# Selected passage:
Diminished Responsibility in Arizona - Clark v. Arizona 2006
In Clark v. Arizona, the U.S. Supreme Court was asked if Arizona’s Case Law prohibiting the use of mental disease or defect to combat mens rea element of a crime violated due process. Arizona Supreme Court decision in State v. Mott ruled that “Arizona does not allow evidence of a defendant’s mental disorder short of insanity to negate the mens rea elements of a crime.”
Eric Clark killed Flagstaff Police Officer on June 21, 2000. The defendant was diagnosed with chronic paranoid schizophrenia and was psychotic at the time of the crime.
At trial, it was undisputed that the defendant was mentally ill. Prosecution argued that the defendant committed first degree murder knowingly and intentionally. The trial court ruled that it was bound by State v. Mott, had to exclude mental illness evidence except to apply it ONLY to the defense of guilty except insane. However, the defendant did not qualify for the insanity defense.
The defendant appealed the case, but The Arizona Court of Appeals affirmed the conviction and upheld the trial courts application of State v. Mott. This basicallyblocked evidence of mental illness from negating mens rea in Arizona.
The Arizona Supreme Court denied its discretionary review, but the U.S. Supreme Court granted the writ of certiorari.
The U.S. Supreme Court affirmed the ruling of the Arizona Court of Appeals. The ruling outlined that different jurisdictions follow different standards. Some jurisdictions follow legal standard of wrongfulness (Arizona), other follow moral standard of wrongfulness (Colorado), yet other jurisdictions follow a product of mental illness standard (New Hampshire). The Court also opined that mens rea is a necessary part of guilt, so the fact finder may be presented with the evidence of mental disease and incapacity and if there is enough evidence to create a reasonable doubt about mens rea, then that is analogous to diminished capacity.
So what is mens rea and what does a forensic psychiatrist do with it? In criminal law, mens rea (guilty mind) is a necessary element of a crime (except strict liability crimes [drunk driving, statutory rape...]). Some jurisdictions permit mens rea defenses to negate a specific intent and causing the defendant to be found of a lesser-included crime and thus lesser sentence. Arizona is not one of those jurisdictions. Arizona is all or nothing state.
Mens rea is a specific intent that an individual has when committing a crime. There must be a specific objective for doing the actual act. Specific intent crimes (ex. 1st degree murder, assault, burglary, forgery...) by definition require that the defendant act purposefully or knowingly with a specific intent to do something or other (ex. kill someone, cause injury, deprive, defraud...).
So, can a severe mental illness incapacitate an individual to the extend that they don't have the ability to act "purposefully or knowingly with a specific intent"?
And this is why three of the six justices of the U.S. Supreme Court disagreed with the majority decision, saying that "Arizona's rule is problematic because it excludes evidence no matter how credible and material it may be in disproving an element of the offense."

# Recorded information:

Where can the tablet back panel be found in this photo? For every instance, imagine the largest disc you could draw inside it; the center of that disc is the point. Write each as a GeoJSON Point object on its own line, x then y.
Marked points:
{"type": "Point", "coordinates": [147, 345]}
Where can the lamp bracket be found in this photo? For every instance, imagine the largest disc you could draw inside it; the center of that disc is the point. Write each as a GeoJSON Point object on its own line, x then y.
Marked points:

# Set of tasks:
• 1. Answer these questions from the Clark v. Arizona passage:
(a) With what condition was the defendant diagnosed?
(b) Which court denied discretionary review of the case?
(c) Which state is given as an example of a jurisdiction that follows a moral standard of wrongfulness?
• 2. Quote the Clark v. Arizona passage, starting at "The defendant appealed" and ending at "writ of certiorari.".
The data has no connection to the Clark v. Arizona passage.

# Answers to each task:
• 1.
(a) Chronic paranoid schizophrenia.
(b) The Arizona Supreme Court.
(c) Colorado.

• 2.
The defendant appealed the case, but The Arizona Court of Appeals affirmed the conviction and upheld the trial courts application of State v. Mott. This basicallyblocked evidence of mental illness from negating mens rea in Arizona.
The Arizona Supreme Court denied its discretionary review, but the U.S. Supreme Court granted the writ of certiorari.